◆ **TEXT**:
▼

Book Read Free

Women in Clothes

Page 44

by Sheila Heti

RENATE STAUSS as told to Heidi Julavits

  From the moment we’re born, the world is mediated through textiles. We have bed linen, we’re being swaddled. The act of getting dressed involves feeling your body boundaries through dress. Thérapie vitale in France uses dress as a weekly form of therapy for young patients with eating disorders. They enter a room where they find wardrobes filled with garments. There’s a therapist and a big mirror. It’s like a dress library. The patients can check out clothing, try it on, talk to the therapist. The emphasis is on bringing culture into the hospital, rather than removing the kids from their lives and exiling them to a place where they’re out of school, out of touch with their friends, and don’t go shopping. One therapist took the stylist approach, saying things like, “That looks lovely on you, maybe you should try that.” She hired a professional stylist to come to the sessions, one who normally styles editorials for fashion magazines. In another clinic I visited, the wardrobes had signs “S” and “M” and “L” on them. For an anorexic, being forced to wear a size M or L. . . .

  At the same time, clothing doesn’t give a clear message. I wear all-black clothing, but that can mean different things. Clothing is context-dependent, it’s culture-dependent, it’s class-dependent. Dress is not a language you learn to speak and then everybody understands you. Because of this, clothing is more of a code—like music—that alludes to things; again, it is context-dependent, it has underscoring. If therapists are taking cues from the dress of the patients, they’re probably going to get the meaning wrong a lot of the time. There are certain elements in dress that we can read, but strictly speaking, we shouldn’t dare. A German sociologist, Niklas Luhmann, said that ninety percent of human communication goes wrong. I’d say that ninety percent of human communication based on clothing goes wrong.

  In the 1960s, the San Francisco Mental Health Association sponsored a fashion group to go into a mental hospital and do a series of classes with the patients—makeup classes, comportment classes, dressing classes. The program was called “The Therapy of Fashion.” Every woman had to design and sew her own dress. At the end, there was a fashion show. The doctors who supervised the project wanted to create “healthy feminine characteristics” in the women. Women were taught that they have to make an effort. They have to beautify themselves, dress well, do chores, fulfill a role for the husband, the household, the family. It was very much of its time. The goal was to use dress and fashion to move these women toward the role they were expected to fill in society. Still today, fashion magazines are implicated in this sort of “help” culture. You can’t help wondering, How far have we come? In a PC world, we don’t want to say that we’re trying to create “healthy feminine characteristics” in women, but in many ways that’s what we’re doing.

  I’ve been looking at something called sensory stimulation therapy. Haptology is the science of touch. A haptology professor in Leipzig did tests where you feel an object without looking at it, then draw what you feel. The drawings done by anorectics were really off. In the same way they had an inaccurate perception of, say, the size of their own thighs, they could not accurately feel or draw the shape of an object. His thesis: In anorectics, body perception is disturbed in such a way that they can’t feel what they look like. He wondered whether you could remap their body image to make it more realistic.

▲

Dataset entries
▼

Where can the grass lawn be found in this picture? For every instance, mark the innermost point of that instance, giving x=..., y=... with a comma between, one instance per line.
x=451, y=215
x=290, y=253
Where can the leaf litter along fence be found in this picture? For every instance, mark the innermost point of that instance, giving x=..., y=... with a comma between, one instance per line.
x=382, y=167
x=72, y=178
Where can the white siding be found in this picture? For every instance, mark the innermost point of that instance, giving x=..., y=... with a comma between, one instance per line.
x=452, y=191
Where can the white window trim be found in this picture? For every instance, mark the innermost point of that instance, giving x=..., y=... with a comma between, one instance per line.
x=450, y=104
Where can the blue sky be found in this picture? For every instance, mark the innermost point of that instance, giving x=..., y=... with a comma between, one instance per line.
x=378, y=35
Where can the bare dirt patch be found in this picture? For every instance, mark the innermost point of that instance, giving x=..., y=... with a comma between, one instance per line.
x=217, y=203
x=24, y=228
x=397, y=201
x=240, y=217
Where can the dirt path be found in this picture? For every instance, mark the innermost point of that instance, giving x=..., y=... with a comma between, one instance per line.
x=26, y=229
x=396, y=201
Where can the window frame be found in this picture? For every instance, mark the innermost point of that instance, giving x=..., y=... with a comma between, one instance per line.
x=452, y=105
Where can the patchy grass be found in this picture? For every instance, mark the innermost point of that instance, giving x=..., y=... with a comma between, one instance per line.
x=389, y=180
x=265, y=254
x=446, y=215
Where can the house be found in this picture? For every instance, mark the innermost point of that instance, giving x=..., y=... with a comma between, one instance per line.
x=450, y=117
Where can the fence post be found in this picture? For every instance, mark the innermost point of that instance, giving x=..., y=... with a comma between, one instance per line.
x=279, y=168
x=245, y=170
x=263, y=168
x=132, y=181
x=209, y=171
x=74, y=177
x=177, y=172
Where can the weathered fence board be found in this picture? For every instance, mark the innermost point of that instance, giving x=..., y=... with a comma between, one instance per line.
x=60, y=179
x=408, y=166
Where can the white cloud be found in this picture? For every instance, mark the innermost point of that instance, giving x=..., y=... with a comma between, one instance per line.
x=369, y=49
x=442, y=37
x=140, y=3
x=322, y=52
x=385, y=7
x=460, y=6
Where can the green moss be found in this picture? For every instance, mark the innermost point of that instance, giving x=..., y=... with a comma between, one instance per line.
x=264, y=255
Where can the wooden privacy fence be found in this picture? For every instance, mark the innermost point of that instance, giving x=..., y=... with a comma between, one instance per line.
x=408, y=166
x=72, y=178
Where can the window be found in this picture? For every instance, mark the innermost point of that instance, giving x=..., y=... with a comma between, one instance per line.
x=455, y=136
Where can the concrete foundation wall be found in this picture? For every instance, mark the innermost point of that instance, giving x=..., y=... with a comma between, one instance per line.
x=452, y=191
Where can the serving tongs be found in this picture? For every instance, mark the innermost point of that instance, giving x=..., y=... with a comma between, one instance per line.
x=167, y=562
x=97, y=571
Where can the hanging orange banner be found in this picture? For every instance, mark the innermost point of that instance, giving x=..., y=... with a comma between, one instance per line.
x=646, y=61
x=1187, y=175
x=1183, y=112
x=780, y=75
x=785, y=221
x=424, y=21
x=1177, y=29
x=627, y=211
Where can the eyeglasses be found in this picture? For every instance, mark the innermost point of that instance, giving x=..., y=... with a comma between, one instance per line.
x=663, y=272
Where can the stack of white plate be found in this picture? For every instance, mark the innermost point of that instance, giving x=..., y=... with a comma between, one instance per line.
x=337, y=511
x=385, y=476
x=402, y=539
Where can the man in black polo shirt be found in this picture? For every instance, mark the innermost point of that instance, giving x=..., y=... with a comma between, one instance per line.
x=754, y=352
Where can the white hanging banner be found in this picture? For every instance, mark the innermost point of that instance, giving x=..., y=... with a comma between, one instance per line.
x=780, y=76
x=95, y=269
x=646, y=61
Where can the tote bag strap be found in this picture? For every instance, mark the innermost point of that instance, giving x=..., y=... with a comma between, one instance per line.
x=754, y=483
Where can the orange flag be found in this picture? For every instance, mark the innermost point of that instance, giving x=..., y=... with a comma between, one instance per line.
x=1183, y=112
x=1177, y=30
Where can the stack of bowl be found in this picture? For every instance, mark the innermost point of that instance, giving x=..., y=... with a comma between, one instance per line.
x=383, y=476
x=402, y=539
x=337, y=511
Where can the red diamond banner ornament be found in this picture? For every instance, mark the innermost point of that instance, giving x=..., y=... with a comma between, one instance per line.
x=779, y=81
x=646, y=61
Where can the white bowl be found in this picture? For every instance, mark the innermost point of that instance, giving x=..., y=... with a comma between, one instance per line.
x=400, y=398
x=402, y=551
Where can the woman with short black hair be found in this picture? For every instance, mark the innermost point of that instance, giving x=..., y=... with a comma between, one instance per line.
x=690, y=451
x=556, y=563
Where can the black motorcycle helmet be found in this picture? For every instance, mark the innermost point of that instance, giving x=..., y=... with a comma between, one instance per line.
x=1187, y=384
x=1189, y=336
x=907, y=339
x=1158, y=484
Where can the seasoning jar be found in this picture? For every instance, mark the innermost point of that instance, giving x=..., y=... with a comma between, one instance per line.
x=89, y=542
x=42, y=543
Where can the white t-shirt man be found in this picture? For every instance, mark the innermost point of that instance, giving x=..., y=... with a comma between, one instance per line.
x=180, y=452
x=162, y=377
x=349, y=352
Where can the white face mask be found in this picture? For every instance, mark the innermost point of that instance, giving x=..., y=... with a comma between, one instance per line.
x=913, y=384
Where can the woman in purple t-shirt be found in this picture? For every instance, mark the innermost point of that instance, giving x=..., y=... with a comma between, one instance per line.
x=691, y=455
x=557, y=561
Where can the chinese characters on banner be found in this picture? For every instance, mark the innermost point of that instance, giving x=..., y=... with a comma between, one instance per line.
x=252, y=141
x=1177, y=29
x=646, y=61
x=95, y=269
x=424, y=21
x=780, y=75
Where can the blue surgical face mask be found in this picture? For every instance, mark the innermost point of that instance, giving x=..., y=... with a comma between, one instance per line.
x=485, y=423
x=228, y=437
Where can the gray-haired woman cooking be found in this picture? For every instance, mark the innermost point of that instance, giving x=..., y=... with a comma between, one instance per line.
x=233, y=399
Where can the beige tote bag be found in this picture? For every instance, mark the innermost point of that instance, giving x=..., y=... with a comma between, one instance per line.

▲

Summarize the passage on clothing and therapy in two sentences. This material is unrelated to the passage on clothing and therapy.

The passage describes therapies that use dress, from a French program where young patients with eating disorders try on garments from wardrobes with a therapist, to a 1960s San Francisco program that sought to create "healthy feminine characteristics" in women patients through fashion classes. It also holds that clothing is a context-dependent code that therapists will often misread, and it reports a Leipzig haptology professor's tests in which anorectics could not accurately feel or draw the shape of an object.